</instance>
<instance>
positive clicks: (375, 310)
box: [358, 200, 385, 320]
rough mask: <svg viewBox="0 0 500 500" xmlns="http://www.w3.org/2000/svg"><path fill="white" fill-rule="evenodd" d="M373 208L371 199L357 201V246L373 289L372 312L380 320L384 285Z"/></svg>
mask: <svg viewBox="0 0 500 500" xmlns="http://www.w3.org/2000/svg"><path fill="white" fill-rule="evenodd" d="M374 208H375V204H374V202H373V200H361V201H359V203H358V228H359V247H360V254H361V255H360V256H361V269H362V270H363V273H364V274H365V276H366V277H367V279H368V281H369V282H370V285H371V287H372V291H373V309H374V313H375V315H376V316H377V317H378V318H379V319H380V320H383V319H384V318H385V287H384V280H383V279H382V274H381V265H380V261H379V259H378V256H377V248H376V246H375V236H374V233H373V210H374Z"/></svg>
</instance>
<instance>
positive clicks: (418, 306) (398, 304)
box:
++++++
**ASSIGNMENT:** Reproduce all of the records above, substituting "foreground clicks" for every occurrence of "positive clicks" and leaving everything else unchanged.

**EXERCISE OUTPUT:**
</instance>
<instance>
foreground clicks: (375, 310)
box: [358, 200, 385, 320]
rough mask: <svg viewBox="0 0 500 500" xmlns="http://www.w3.org/2000/svg"><path fill="white" fill-rule="evenodd" d="M373 208L371 199L357 201V246L373 289L372 312L380 320L384 285Z"/></svg>
mask: <svg viewBox="0 0 500 500" xmlns="http://www.w3.org/2000/svg"><path fill="white" fill-rule="evenodd" d="M374 208H375V204H374V202H373V200H361V201H359V203H358V228H359V247H360V254H361V255H360V256H361V269H362V270H363V273H364V274H365V276H366V277H367V279H368V281H369V282H370V285H371V287H372V291H373V309H374V313H375V315H376V316H377V317H378V318H379V319H380V320H383V319H384V318H385V287H384V280H383V279H382V274H381V265H380V261H379V259H378V256H377V248H376V246H375V236H374V233H373V210H374Z"/></svg>
</instance>
<instance>
foreground clicks: (418, 306) (398, 304)
box:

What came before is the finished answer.